(Stored dataset items)

+===+

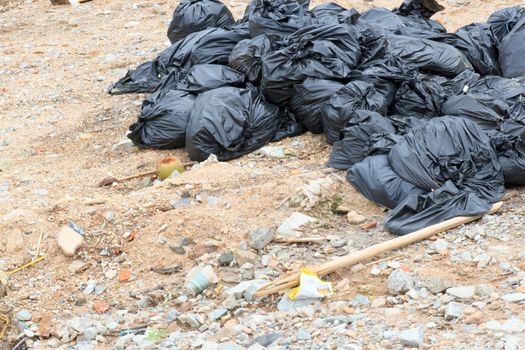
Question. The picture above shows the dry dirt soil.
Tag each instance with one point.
(58, 131)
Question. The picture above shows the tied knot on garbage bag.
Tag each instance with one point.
(426, 122)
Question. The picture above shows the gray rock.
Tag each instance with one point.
(514, 297)
(436, 284)
(230, 346)
(484, 290)
(454, 310)
(90, 288)
(512, 325)
(238, 290)
(399, 282)
(414, 337)
(462, 292)
(287, 304)
(24, 315)
(91, 333)
(440, 245)
(266, 340)
(226, 258)
(80, 324)
(261, 237)
(303, 334)
(218, 313)
(230, 302)
(360, 300)
(289, 226)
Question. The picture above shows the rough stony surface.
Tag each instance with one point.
(60, 134)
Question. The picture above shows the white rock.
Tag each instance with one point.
(413, 337)
(514, 297)
(463, 292)
(289, 226)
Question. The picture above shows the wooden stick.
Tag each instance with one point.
(292, 280)
(110, 180)
(38, 245)
(292, 240)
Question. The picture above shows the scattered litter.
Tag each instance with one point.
(311, 287)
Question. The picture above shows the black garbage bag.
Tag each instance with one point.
(503, 21)
(205, 77)
(332, 13)
(412, 18)
(356, 95)
(288, 125)
(420, 97)
(499, 87)
(307, 100)
(486, 111)
(427, 55)
(478, 43)
(385, 79)
(246, 56)
(145, 78)
(459, 84)
(512, 51)
(323, 52)
(230, 122)
(357, 138)
(454, 160)
(195, 15)
(419, 211)
(207, 46)
(278, 18)
(283, 7)
(163, 120)
(509, 143)
(375, 179)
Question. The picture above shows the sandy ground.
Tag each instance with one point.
(57, 135)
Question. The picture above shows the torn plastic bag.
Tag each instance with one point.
(512, 51)
(459, 84)
(486, 111)
(428, 56)
(332, 13)
(195, 15)
(288, 125)
(419, 97)
(453, 159)
(205, 77)
(412, 18)
(503, 21)
(510, 147)
(230, 122)
(500, 87)
(278, 18)
(477, 42)
(282, 7)
(449, 148)
(163, 120)
(308, 98)
(145, 78)
(355, 140)
(323, 52)
(356, 95)
(207, 46)
(384, 78)
(375, 179)
(246, 56)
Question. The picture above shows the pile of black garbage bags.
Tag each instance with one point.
(427, 123)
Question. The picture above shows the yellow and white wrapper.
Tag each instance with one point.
(311, 286)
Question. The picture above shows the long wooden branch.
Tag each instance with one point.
(292, 280)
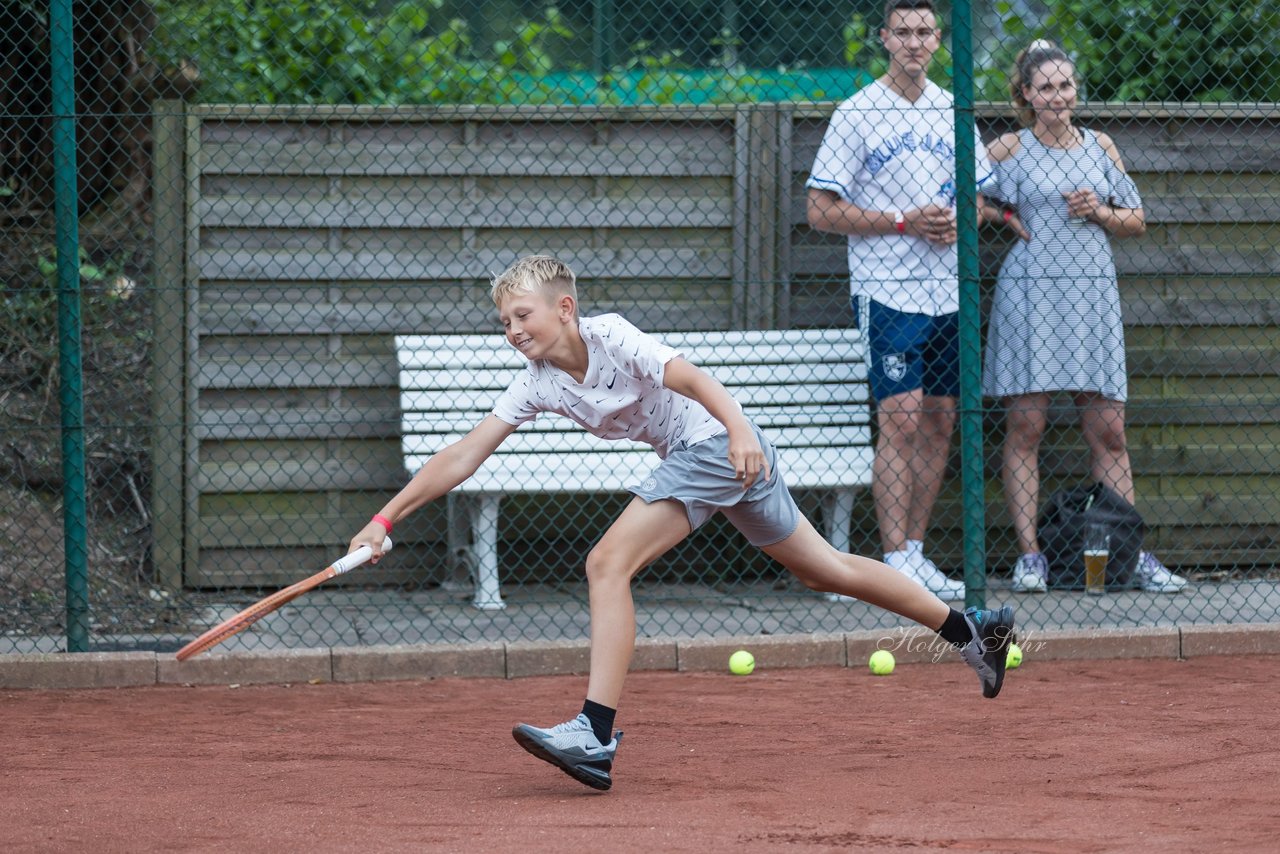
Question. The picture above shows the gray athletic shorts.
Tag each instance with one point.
(702, 479)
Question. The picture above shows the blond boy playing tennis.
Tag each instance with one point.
(617, 382)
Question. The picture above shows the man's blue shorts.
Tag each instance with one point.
(910, 351)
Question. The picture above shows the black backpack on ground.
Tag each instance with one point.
(1061, 535)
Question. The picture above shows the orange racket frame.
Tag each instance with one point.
(265, 606)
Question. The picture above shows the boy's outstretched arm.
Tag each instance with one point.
(440, 474)
(744, 448)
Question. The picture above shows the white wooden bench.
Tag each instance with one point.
(807, 388)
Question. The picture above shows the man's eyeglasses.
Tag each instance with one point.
(923, 33)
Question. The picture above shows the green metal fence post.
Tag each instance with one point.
(71, 387)
(970, 319)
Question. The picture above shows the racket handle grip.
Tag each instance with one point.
(359, 557)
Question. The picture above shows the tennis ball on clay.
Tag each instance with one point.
(881, 662)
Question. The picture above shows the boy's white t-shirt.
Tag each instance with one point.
(883, 153)
(621, 397)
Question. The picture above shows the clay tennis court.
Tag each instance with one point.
(1120, 756)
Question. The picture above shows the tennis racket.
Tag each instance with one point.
(263, 607)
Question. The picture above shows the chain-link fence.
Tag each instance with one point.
(272, 202)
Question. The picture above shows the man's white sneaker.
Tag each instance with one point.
(1031, 574)
(1153, 576)
(931, 578)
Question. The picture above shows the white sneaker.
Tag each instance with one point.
(1031, 574)
(1153, 576)
(931, 578)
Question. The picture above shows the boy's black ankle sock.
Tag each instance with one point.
(600, 718)
(956, 630)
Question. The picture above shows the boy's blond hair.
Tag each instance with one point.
(534, 274)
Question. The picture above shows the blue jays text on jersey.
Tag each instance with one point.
(892, 146)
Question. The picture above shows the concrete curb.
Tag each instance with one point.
(63, 671)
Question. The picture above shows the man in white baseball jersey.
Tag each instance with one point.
(885, 176)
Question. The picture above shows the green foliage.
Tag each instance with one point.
(28, 316)
(1162, 50)
(346, 51)
(342, 51)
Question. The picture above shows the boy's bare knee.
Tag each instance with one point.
(602, 565)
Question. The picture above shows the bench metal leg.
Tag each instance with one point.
(484, 531)
(837, 510)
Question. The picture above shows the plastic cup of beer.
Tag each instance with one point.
(1097, 549)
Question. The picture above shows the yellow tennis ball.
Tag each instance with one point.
(881, 662)
(741, 662)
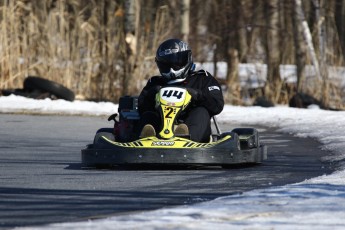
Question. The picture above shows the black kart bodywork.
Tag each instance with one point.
(116, 146)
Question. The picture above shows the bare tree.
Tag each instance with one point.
(273, 83)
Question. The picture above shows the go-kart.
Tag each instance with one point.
(119, 145)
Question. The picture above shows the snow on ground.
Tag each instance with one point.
(318, 203)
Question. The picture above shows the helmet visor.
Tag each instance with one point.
(175, 61)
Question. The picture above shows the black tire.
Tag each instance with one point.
(254, 139)
(98, 138)
(37, 83)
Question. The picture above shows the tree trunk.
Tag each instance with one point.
(185, 20)
(308, 38)
(273, 82)
(300, 50)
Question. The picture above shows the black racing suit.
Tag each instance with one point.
(207, 101)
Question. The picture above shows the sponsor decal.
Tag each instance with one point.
(210, 88)
(163, 143)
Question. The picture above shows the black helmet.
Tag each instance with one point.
(174, 59)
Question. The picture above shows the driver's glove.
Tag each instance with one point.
(196, 94)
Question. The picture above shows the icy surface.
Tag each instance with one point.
(318, 203)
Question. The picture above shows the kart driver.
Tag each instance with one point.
(175, 63)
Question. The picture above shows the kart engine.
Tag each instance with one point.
(128, 119)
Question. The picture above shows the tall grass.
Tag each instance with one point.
(80, 44)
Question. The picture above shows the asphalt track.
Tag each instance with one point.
(42, 182)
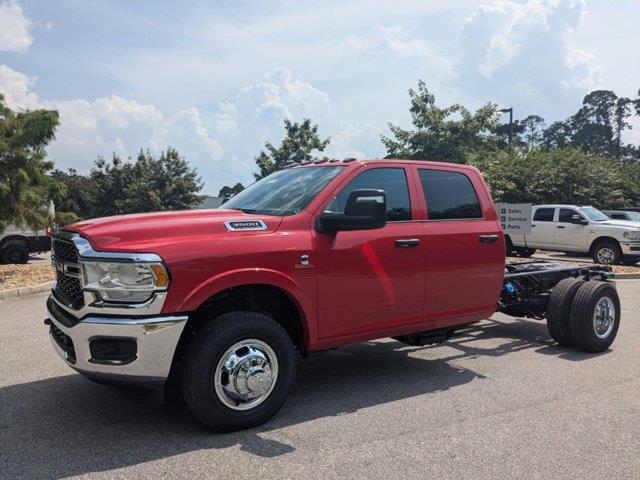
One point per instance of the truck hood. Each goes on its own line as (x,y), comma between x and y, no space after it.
(143,232)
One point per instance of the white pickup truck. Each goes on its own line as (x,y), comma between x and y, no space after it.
(570,228)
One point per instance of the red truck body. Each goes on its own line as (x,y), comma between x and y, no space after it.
(356,286)
(220,303)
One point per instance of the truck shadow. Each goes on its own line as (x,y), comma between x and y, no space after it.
(66,426)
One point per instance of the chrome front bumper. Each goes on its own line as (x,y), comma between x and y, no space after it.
(630,248)
(155,338)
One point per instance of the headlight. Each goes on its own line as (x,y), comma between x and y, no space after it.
(631,235)
(124,282)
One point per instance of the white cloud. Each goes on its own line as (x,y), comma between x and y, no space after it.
(521,52)
(396,40)
(15,87)
(354,141)
(14,28)
(221,146)
(255,115)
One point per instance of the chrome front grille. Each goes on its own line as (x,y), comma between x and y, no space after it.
(68,283)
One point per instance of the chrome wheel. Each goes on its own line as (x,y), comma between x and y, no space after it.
(246,374)
(604,317)
(605,255)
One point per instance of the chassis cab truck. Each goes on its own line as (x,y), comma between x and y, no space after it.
(316,256)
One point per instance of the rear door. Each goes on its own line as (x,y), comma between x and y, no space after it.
(570,236)
(464,245)
(543,228)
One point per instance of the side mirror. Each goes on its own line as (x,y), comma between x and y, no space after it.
(365,210)
(578,220)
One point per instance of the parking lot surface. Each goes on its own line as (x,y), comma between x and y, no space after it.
(499,400)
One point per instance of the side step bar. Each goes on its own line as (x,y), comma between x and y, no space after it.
(429,337)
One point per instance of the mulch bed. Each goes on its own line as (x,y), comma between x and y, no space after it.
(15,276)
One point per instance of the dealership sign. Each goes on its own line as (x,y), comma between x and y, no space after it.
(515,218)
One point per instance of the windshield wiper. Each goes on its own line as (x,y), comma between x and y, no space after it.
(249,210)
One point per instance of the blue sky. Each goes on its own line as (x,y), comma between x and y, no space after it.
(216,79)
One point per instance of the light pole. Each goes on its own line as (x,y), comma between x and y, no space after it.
(510,110)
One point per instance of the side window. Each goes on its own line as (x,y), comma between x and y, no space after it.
(566,214)
(544,215)
(392,180)
(449,195)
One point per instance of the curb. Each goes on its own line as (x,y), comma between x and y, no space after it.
(25,291)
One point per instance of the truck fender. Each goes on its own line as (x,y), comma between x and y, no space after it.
(255,276)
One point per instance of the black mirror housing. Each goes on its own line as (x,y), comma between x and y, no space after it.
(366,209)
(578,220)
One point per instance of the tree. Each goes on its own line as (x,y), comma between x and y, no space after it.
(600,123)
(533,127)
(557,135)
(81,197)
(300,141)
(147,185)
(228,192)
(559,176)
(445,134)
(25,188)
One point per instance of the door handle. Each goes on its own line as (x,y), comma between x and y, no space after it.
(407,242)
(488,238)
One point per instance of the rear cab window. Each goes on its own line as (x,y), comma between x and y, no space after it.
(449,195)
(566,214)
(544,214)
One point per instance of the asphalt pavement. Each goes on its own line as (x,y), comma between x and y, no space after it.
(500,400)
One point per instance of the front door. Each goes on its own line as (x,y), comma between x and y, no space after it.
(369,280)
(570,236)
(543,229)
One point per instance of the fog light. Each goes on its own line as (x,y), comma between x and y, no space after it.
(113,351)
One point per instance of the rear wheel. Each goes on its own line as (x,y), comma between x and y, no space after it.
(238,371)
(559,310)
(15,253)
(525,252)
(595,316)
(607,253)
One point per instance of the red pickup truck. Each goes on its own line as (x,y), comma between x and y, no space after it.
(315,256)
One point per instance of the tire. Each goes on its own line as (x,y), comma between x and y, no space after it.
(607,253)
(587,333)
(525,252)
(210,400)
(15,253)
(559,310)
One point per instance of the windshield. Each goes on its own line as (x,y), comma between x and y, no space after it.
(285,192)
(594,214)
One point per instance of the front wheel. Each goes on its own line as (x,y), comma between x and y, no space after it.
(238,371)
(607,253)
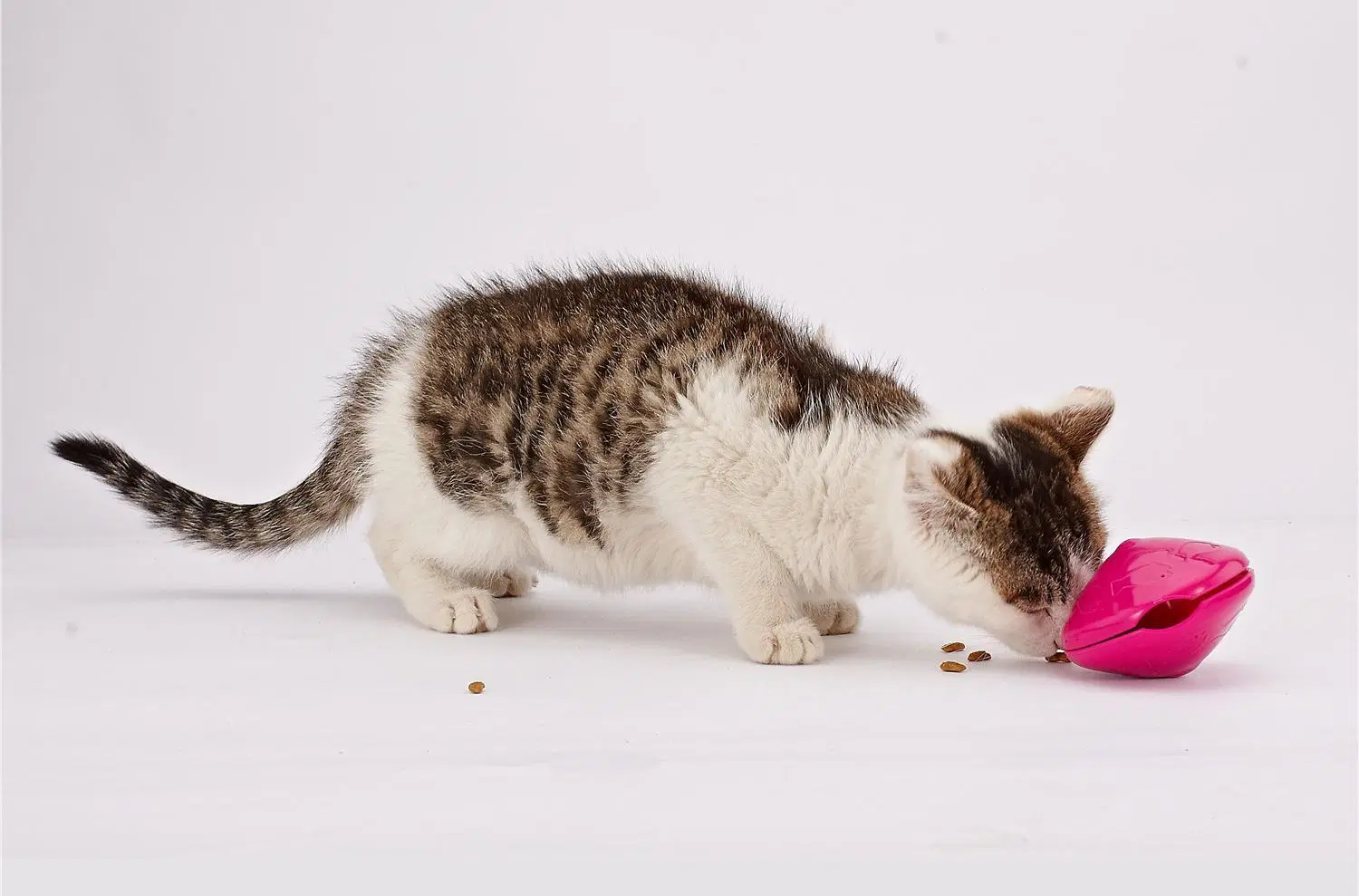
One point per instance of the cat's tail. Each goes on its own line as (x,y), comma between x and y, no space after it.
(323,501)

+===+

### [EXERCISE AIM]
Leaving the pictures out, give again word for word each line from the one holding "One point per instance of the front wheel." through the end of the records.

### [ANSWER BELOW]
One point per instance of the front wheel. Each goes on its own line as (x,y), comma between x and y, no space after it.
(238,371)
(607,253)
One point per instance of the cat's tail. Each goes on its own line as (x,y), comma between x and y, no space after it.
(323,501)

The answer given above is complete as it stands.